Task requirements:
Report each line of the listing below that holds "leaf".

=== Begin Enclosure ===

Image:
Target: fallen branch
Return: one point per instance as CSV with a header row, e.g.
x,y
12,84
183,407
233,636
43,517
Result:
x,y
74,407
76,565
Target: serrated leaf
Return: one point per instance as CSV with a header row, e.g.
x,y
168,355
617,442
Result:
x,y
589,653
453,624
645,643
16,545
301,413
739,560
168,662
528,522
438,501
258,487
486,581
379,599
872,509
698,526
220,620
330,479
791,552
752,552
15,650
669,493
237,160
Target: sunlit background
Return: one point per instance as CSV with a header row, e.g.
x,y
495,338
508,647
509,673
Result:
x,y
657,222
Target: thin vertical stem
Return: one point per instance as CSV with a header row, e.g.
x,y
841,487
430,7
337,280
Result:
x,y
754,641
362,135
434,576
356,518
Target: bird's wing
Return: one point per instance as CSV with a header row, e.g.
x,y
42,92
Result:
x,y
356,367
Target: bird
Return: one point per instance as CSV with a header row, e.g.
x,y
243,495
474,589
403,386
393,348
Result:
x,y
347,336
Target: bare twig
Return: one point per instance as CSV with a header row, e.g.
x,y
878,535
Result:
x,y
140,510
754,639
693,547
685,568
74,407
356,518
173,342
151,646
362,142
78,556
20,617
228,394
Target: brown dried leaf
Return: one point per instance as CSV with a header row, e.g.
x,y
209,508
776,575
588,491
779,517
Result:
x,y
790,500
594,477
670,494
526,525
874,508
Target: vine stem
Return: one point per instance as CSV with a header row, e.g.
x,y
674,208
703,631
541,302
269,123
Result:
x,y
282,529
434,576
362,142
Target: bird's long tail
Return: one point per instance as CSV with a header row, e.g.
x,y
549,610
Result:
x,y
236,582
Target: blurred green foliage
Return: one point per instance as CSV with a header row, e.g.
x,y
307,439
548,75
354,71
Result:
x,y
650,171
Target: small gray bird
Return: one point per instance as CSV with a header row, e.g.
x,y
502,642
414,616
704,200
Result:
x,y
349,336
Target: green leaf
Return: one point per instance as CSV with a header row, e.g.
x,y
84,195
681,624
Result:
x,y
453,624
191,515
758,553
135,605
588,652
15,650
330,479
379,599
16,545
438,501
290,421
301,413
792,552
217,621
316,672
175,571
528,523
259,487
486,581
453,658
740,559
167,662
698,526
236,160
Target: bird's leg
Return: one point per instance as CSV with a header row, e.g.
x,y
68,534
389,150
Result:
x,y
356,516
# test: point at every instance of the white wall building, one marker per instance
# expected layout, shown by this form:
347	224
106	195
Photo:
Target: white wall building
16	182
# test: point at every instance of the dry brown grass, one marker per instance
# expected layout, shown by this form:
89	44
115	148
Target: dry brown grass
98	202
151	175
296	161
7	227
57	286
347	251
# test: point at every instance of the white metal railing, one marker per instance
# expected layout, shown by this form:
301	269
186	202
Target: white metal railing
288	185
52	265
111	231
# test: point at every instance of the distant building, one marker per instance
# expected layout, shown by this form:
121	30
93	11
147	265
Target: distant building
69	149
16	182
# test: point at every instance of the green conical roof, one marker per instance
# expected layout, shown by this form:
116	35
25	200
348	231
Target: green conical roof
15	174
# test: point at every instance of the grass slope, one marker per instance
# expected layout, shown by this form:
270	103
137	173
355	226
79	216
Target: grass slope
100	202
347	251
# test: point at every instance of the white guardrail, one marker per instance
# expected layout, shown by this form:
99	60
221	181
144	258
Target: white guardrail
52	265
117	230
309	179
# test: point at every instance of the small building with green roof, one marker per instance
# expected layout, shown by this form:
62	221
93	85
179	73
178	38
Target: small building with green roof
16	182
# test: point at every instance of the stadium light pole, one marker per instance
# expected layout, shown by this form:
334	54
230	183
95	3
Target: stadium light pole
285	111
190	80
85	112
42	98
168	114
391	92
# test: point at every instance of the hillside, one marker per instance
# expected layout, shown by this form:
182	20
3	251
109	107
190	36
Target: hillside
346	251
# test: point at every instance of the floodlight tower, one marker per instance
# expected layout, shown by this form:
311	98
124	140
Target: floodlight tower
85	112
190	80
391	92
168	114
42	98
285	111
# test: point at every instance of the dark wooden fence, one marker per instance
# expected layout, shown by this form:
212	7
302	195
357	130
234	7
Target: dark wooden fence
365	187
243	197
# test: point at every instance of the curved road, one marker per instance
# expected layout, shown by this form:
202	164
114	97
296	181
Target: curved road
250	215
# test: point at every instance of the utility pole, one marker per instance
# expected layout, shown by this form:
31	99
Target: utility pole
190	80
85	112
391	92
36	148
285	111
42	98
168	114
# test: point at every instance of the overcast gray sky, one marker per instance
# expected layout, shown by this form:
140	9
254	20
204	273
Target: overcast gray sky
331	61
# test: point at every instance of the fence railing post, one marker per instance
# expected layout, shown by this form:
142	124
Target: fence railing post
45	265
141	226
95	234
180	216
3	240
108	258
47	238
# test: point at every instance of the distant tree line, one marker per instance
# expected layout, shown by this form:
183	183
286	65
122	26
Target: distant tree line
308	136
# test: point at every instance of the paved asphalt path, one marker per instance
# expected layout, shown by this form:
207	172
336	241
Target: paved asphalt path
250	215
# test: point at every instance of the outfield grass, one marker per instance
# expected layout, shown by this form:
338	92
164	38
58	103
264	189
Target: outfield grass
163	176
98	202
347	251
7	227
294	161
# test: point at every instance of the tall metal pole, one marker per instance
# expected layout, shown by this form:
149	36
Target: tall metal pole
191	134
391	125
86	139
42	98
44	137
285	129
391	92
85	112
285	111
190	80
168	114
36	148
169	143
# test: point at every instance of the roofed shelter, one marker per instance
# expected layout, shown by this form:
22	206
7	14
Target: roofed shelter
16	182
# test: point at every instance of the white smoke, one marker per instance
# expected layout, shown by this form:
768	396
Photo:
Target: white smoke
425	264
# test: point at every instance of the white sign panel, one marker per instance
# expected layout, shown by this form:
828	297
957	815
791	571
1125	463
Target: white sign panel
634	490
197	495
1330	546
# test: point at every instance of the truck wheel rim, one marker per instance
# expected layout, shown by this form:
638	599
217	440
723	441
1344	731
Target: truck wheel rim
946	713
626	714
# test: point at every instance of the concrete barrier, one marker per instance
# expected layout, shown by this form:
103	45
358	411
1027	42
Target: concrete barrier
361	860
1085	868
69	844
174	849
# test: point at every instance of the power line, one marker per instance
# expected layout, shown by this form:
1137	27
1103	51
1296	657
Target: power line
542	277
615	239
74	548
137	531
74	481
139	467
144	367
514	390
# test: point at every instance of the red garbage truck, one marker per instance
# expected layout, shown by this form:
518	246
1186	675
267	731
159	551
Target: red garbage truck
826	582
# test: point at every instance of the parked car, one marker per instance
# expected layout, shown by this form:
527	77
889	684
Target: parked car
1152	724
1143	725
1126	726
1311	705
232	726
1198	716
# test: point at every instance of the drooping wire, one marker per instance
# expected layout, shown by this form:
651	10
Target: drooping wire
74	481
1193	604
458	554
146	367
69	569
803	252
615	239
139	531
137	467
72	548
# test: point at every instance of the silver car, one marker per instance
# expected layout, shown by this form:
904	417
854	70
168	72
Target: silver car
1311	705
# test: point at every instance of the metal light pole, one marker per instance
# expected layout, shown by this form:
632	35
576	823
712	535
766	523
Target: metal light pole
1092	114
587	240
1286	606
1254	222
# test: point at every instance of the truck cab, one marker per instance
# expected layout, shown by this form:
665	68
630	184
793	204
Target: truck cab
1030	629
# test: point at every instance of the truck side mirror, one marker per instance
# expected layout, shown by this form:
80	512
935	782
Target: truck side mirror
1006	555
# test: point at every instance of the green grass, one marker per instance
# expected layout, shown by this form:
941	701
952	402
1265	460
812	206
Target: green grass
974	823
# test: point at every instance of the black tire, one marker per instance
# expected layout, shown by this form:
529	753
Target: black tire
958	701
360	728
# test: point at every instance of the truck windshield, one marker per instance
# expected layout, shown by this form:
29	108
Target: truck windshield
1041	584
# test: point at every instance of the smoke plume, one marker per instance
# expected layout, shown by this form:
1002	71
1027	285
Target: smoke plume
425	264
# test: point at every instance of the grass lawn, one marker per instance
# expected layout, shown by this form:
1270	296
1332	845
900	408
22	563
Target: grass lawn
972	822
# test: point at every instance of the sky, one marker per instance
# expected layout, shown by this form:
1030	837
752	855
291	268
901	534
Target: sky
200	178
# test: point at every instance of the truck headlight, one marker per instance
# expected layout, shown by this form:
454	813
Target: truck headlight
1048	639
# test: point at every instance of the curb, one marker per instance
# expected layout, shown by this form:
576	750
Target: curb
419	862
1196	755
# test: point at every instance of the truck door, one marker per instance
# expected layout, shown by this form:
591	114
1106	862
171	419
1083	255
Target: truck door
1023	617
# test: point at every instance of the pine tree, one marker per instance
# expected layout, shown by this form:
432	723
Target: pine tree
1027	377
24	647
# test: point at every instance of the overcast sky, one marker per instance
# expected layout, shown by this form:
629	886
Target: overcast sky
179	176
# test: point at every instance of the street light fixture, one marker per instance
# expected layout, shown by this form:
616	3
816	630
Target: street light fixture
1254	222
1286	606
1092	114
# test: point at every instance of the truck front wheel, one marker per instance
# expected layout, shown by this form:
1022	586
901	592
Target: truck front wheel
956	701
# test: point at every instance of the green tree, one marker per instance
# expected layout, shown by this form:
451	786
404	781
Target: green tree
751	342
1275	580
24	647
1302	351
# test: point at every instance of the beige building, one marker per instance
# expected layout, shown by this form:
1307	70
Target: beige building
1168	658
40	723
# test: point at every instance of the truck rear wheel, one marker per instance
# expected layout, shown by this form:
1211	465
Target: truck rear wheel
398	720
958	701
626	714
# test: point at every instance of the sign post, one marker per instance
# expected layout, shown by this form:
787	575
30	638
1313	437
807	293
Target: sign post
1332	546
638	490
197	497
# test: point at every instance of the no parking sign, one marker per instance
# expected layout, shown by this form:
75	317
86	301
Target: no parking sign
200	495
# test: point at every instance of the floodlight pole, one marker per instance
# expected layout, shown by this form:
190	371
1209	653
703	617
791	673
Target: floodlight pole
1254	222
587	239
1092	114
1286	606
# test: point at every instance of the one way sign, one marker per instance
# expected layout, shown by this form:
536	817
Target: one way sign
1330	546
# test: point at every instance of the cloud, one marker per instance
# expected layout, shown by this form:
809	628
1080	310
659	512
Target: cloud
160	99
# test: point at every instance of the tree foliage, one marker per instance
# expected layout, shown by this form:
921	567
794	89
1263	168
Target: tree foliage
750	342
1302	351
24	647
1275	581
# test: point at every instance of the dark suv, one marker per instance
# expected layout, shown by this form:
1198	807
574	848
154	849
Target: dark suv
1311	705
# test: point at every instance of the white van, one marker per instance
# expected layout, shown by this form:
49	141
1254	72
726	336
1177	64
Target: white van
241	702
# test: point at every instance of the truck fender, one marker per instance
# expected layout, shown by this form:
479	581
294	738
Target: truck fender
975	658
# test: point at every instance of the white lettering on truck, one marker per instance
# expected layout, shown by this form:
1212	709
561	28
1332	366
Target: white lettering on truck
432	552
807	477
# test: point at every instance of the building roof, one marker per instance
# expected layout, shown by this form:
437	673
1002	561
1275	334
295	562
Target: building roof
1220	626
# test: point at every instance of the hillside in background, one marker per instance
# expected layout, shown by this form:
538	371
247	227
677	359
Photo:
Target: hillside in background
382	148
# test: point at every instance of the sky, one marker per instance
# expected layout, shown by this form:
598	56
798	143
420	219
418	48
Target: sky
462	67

=== End Enclosure ===

The answer:
Target: serrated leaf
Target: brown dried leaf
Target: green leaf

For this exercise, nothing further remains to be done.